Published On: November 12, 2012 - By - 0 Comments on Catching Up with Hugo Ortega -

Born in Mexico City, Hugo Ortega was oldest of eight children, and began working at the age of 15 to help support his family, selling homemade dulce de leche, aguas and food prepared by his aunt in the busy streets of Mexico. Determined to make a better life for himself, he left Mexico at the age of 17 and immigrated to Houston, Texas. When he found himself jobless and homeless, Tracy Vaught, owner of Backstreet Café found herself impressed with his eagerness to learn, positive attitude and work ethic, and offered him a position on the kitchen line at her restaurant, later offering to enroll Ortega in the Culinary Arts Program at Houston Community College. A true American story, Ortega became executive chef in 1995, and in a poetic twist, married Vaught!

In 2002, the duo opened Hugo’s restaurant serving authentic regional Mexican cuisine to celebrate the food of his homeland, his mother and his grandmother. Since its opening, Hugo’s has been lauded by local, regional and national media, including being name a “Top Table” by Bon Appétit, and one of the “Restaurants We Love” by Gourmet. This year, Ortega was named a finalist for the prestigious James Beard award.

- **Requirements**
A. Using the profile of Hugo Ortega, decide whether each statement agrees with it: (i) Ortega left Mexico at the age of 17; (ii) Hugo's restaurant opened in 1995; (iii) Ortega won the James Beard award. Answer yes or no for each and quote the words of the profile that decide it.
B. From the profile of Hugo Ortega, output word for word the part that opens with the words containing "Born in Mexico" and closes with "twist, married Vaught!".

[Segmentation dataset excerpts]
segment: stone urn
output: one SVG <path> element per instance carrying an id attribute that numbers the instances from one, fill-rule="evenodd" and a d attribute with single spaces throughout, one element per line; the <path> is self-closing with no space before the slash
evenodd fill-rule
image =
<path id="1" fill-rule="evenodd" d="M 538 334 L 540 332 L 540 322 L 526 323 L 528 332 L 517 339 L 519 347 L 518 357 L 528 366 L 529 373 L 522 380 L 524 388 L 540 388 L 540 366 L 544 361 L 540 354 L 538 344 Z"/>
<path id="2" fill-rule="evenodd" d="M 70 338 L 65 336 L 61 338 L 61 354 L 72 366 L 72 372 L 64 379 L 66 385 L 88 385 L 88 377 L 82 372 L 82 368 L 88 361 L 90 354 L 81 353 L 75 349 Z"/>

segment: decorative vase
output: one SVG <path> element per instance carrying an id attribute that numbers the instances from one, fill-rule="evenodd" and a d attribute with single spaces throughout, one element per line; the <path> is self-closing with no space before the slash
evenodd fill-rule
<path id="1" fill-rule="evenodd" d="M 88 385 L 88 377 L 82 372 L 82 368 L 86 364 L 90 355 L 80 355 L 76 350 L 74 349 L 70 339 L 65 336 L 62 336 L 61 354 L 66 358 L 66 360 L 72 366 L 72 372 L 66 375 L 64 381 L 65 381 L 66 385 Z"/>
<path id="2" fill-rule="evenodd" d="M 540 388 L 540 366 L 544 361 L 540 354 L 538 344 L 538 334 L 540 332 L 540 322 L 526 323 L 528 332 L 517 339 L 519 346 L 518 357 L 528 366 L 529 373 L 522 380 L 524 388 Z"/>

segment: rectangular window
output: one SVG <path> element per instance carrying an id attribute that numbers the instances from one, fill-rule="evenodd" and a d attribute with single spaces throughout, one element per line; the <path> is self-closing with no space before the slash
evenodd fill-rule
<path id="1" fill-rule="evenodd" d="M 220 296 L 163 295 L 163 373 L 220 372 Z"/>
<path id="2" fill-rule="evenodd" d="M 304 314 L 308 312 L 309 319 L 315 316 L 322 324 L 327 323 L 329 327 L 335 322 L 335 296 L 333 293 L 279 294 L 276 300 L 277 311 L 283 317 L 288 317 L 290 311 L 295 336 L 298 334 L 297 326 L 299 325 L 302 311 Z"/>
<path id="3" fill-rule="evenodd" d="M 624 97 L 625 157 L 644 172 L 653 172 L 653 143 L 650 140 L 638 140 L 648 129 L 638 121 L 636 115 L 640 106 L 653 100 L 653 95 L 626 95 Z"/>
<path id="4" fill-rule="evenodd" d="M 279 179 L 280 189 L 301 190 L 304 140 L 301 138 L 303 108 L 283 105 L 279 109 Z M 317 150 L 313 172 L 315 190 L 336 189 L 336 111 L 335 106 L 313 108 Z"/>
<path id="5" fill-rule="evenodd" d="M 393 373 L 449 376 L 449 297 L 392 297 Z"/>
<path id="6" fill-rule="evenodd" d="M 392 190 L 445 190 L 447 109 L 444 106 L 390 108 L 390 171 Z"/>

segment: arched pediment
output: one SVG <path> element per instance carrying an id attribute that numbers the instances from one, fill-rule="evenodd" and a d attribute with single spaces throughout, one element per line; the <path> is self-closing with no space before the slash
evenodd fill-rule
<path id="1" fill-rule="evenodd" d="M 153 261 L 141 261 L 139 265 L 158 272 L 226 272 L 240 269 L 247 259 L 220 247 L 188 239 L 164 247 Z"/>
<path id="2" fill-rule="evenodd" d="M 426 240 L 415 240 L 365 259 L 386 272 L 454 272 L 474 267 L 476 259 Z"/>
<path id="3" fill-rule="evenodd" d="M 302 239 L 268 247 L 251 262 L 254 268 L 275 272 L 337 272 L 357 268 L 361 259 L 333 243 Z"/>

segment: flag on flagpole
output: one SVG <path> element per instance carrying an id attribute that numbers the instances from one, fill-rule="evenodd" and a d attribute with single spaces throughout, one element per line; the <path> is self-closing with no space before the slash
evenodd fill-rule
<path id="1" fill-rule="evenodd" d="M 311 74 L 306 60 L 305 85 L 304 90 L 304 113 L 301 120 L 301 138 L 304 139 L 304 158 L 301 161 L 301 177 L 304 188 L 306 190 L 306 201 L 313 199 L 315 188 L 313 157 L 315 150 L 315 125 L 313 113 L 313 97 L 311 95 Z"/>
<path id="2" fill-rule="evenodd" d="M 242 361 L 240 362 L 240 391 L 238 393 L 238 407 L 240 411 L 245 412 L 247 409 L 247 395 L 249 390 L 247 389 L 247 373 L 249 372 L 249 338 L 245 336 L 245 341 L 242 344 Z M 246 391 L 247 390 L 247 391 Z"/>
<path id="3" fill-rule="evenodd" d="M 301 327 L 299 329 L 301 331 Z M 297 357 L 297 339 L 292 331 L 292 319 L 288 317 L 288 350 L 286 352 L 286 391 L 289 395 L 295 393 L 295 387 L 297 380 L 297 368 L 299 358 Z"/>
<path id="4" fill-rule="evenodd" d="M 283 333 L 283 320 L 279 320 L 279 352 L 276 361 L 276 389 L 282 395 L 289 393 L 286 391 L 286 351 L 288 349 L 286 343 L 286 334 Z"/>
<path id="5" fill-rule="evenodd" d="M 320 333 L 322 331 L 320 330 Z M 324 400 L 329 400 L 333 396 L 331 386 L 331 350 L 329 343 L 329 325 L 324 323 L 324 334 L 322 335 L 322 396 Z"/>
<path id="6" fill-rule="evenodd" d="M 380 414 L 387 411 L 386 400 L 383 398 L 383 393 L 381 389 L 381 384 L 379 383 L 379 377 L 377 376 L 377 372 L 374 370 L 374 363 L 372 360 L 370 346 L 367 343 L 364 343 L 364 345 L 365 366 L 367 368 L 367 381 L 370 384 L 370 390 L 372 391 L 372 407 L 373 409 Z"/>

- **Answers to the problems**
A.
(i) Yes: "he left Mexico at the age of 17 and immigrated to Houston, Texas."
(ii) No: "In 2002, the duo opened Hugo’s restaurant"
(iii) No: "Ortega was named a finalist for the prestigious James Beard award."

B.
Born in Mexico City, Hugo Ortega was oldest of eight children, and began working at the age of 15 to help support his family, selling homemade dulce de leche, aguas and food prepared by his aunt in the busy streets of Mexico. Determined to make a better life for himself, he left Mexico at the age of 17 and immigrated to Houston, Texas. When he found himself jobless and homeless, Tracy Vaught, owner of Backstreet Café found herself impressed with his eagerness to learn, positive attitude and work ethic, and offered him a position on the kitchen line at her restaurant, later offering to enroll Ortega in the Culinary Arts Program at Houston Community College. A true American story, Ortega became executive chef in 1995, and in a poetic twist, married Vaught!